» **Document**:
▼▼▼
The term ‘ensemble of graphics’ implies a static collection of graphics put together to present a coherent story. In practice, with exploratory graphics, ensembles are more a matter of keeping several balls in the air at once, keeping track of a range of lines of thought in parallel as a graphical analysis proceeds. How is the feature apparent in one graphic expressed in another? Are the changes in one variable consistent with the changes in another? Is there an interesting feature, which needs to be checked with a new display? Which features are most striking and should be followed up? What additional graphics are needed to attempt to answer the new questions which have arisen? With the benefit of the knowledge you have discovered, it can be simple enough to put together the graphics that reveal the information clearly and convincingly, you just have to find the information first.

12.3 Combining different views—a case study example

The Fertility dataset in the AER package concerns a study of women with at least two children. It was a large study with some 250,000 women involved. The interest was in which mothers had more than two children. The explanatory variables provided include the genders of the first two children, the mother’s age and race, and how many weeks she worked in the previous year (1979).

Figure 12.2 shows an ensemble of plots for the dataset. The code makes use of ggplot2 objects to simplify drawing several plots of similar type and uses the gridArrange function from the gridExtra package to design the somewhat elaborate layout.
▲▲▲
» **Data segment**:
▼▼▼
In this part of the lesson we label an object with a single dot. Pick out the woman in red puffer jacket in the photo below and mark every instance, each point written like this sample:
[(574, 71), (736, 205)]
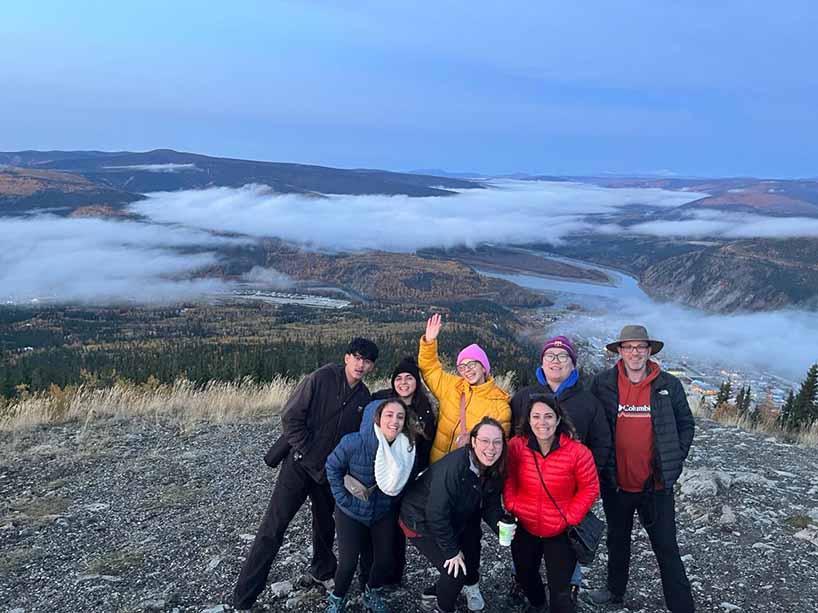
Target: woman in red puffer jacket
[(547, 455)]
▲▲▲
» **Set tasks**:
a. Extract the part of the text on ensembles of graphics from "The term ‘ensemble" up to and including "the information first.", copying it word for word.
b. According to the text on ensembles of graphics, roughly how many women took part in the study behind the Fertility dataset?
c. Translate this sentence from the text on ensembles of graphics into Spanish: "The interest was in which mothers had more than two children."

» **Outputs**:
a.
The term ‘ensemble of graphics’ implies a static collection of graphics put together to present a coherent story. In practice, with exploratory graphics, ensembles are more a matter of keeping several balls in the air at once, keeping track of a range of lines of thought in parallel as a graphical analysis proceeds. How is the feature apparent in one graphic expressed in another? Are the changes in one variable consistent with the changes in another? Is there an interesting feature, which needs to be checked with a new display? Which features are most striking and should be followed up? What additional graphics are needed to attempt to answer the new questions which have arisen? With the benefit of the knowledge you have discovered, it can be simple enough to put together the graphics that reveal the information clearly and convincingly, you just have to find the information first.

b. Some 250,000 women.

c. El interés estaba en qué madres tenían más de dos hijos.